WHAT THE TASK REQUIRES -
Gather every line below that contains the string "blue". Case counts.

STORED RECORDS -
▼
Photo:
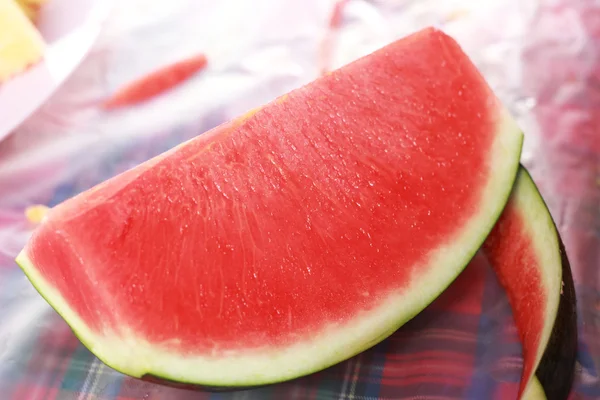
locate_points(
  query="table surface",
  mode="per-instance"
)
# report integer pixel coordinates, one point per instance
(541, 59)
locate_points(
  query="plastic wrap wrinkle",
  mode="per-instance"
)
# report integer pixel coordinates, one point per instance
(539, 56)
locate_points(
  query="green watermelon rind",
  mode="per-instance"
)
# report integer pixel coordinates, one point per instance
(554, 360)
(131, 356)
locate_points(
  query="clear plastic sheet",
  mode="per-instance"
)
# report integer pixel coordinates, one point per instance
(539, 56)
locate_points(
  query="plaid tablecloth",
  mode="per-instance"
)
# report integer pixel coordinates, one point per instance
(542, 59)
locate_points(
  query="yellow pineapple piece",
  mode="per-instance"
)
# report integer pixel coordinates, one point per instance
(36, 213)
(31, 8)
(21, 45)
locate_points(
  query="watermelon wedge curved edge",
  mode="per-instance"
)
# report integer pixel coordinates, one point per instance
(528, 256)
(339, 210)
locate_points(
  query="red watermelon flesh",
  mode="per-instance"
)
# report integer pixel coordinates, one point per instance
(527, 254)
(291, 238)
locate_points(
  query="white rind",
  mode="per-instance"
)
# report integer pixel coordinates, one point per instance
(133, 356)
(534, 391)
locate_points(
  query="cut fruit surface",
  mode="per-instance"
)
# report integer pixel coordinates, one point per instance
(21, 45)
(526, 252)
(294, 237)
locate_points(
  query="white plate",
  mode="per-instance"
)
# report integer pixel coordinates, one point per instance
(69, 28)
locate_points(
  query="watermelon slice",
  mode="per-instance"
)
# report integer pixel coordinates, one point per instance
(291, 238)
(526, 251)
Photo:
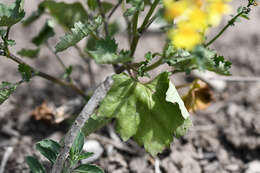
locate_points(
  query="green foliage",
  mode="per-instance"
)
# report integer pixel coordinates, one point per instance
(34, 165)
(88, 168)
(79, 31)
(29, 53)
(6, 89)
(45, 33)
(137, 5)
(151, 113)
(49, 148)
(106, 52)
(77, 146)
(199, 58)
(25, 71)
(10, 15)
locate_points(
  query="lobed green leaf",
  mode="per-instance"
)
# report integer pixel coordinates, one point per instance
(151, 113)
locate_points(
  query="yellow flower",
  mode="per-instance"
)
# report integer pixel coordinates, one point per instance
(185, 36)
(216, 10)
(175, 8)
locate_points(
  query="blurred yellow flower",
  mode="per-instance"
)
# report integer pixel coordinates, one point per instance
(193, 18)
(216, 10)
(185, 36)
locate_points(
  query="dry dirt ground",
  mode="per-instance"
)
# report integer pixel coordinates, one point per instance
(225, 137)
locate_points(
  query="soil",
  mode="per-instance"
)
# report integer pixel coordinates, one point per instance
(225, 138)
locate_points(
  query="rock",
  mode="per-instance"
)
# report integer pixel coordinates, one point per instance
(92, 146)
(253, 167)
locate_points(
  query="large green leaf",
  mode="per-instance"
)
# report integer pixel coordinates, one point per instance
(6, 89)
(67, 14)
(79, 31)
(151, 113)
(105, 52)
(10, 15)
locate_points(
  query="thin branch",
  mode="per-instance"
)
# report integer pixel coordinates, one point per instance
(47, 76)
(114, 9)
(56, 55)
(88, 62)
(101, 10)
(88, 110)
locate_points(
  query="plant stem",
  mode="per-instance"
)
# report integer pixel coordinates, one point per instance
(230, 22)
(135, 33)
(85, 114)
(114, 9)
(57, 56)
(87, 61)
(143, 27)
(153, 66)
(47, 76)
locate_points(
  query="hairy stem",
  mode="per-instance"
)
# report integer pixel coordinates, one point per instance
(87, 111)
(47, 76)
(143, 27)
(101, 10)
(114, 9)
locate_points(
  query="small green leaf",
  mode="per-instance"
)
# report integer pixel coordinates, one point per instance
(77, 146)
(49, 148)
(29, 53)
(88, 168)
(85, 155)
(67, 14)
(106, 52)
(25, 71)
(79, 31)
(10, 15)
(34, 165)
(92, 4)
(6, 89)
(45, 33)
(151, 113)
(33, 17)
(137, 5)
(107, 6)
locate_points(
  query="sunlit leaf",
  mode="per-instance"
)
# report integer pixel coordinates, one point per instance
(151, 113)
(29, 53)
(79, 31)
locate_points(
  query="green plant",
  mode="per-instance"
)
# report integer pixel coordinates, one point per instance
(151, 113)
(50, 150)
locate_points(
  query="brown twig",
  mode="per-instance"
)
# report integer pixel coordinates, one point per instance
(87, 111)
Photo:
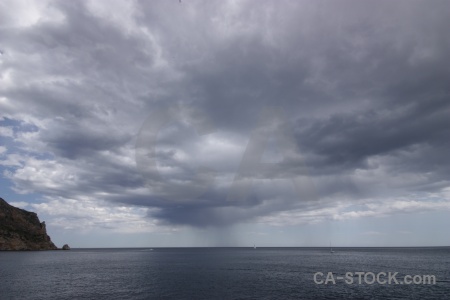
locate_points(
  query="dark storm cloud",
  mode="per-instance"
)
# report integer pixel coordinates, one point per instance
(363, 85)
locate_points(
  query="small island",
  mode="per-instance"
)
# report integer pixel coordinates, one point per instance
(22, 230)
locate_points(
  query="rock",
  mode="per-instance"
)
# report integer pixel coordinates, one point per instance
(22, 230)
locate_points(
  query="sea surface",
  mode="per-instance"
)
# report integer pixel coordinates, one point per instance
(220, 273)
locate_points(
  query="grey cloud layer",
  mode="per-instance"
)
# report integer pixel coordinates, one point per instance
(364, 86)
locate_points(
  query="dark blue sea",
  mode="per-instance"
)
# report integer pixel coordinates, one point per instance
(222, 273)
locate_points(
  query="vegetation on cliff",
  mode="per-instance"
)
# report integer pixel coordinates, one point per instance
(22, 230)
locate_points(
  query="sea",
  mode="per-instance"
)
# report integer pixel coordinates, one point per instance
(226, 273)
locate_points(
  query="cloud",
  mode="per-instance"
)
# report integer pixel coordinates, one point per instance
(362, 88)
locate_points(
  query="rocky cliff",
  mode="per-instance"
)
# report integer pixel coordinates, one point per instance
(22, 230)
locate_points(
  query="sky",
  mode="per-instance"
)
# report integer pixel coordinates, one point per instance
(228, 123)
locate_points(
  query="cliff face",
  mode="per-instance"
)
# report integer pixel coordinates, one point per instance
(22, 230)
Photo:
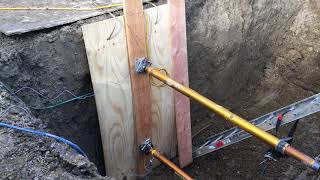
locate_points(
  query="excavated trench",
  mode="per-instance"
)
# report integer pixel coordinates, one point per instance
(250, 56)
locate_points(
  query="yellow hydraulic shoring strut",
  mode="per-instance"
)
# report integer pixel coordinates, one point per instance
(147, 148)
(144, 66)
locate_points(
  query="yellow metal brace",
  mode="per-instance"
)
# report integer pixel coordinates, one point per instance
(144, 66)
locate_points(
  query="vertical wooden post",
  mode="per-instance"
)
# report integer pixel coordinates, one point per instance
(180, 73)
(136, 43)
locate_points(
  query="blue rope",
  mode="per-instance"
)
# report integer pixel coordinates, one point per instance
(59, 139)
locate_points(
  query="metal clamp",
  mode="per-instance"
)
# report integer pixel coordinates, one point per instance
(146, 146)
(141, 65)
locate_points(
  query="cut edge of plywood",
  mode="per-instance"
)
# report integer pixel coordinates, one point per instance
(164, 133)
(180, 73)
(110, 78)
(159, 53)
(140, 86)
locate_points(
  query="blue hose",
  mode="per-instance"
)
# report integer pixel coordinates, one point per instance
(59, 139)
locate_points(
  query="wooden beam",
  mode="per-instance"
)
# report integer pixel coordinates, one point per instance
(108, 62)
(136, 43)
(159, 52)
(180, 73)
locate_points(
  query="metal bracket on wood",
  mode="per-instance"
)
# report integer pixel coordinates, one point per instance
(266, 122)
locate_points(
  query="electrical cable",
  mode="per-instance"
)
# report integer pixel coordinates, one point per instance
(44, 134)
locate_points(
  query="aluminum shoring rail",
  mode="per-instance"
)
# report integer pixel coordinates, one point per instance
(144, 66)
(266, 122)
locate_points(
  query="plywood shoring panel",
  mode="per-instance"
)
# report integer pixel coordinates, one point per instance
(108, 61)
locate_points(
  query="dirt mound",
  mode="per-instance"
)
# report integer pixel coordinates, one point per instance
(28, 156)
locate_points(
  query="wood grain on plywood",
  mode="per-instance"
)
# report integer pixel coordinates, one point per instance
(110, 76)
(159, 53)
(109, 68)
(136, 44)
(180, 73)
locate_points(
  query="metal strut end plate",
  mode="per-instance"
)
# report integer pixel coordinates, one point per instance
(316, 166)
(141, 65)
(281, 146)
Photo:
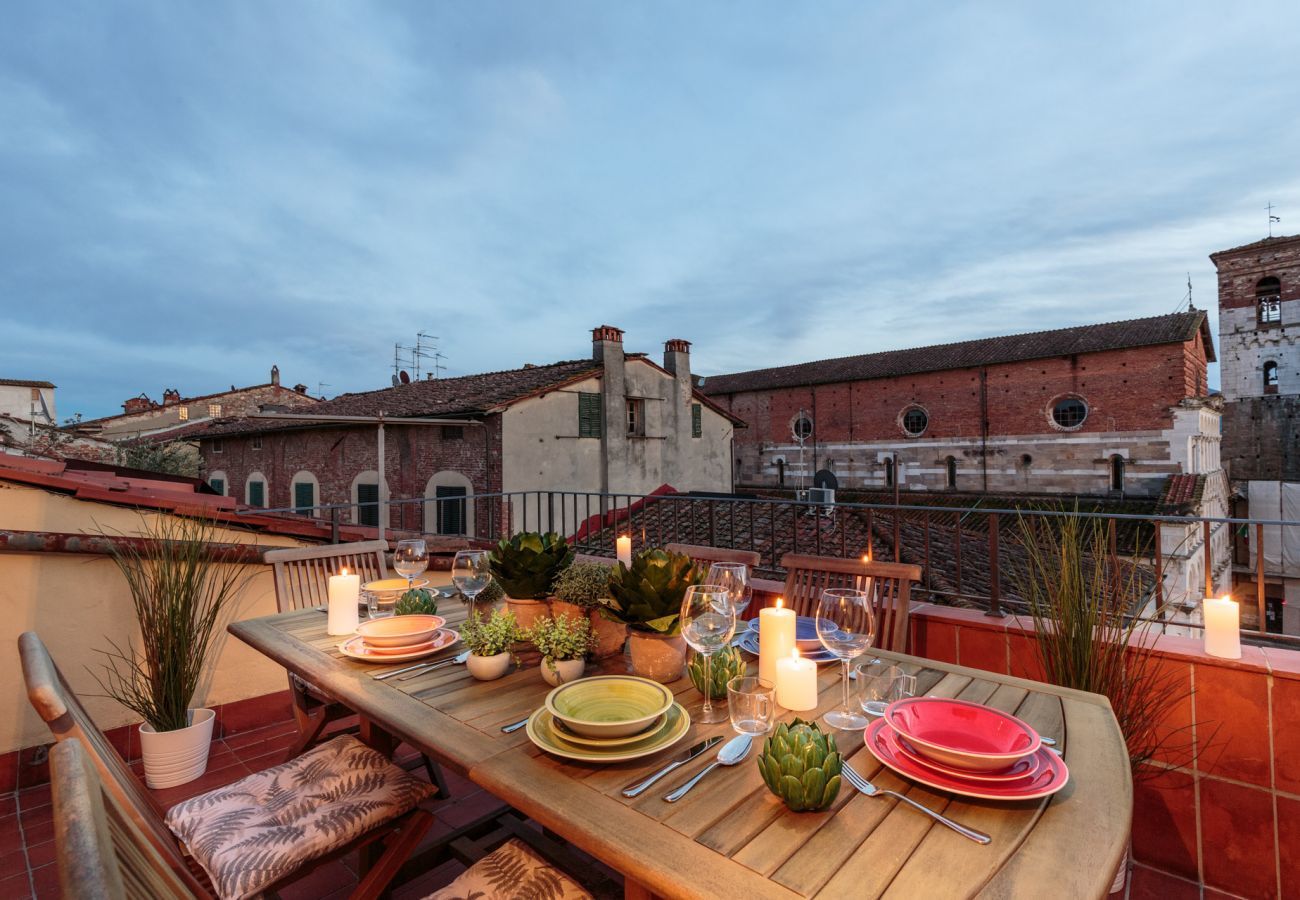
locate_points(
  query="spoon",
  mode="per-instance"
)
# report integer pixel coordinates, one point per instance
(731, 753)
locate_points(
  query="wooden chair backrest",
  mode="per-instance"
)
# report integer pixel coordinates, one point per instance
▲
RESULT OF THIS EXERCISE -
  query="dark blue sea",
  query="blue rope",
  query="blue hose",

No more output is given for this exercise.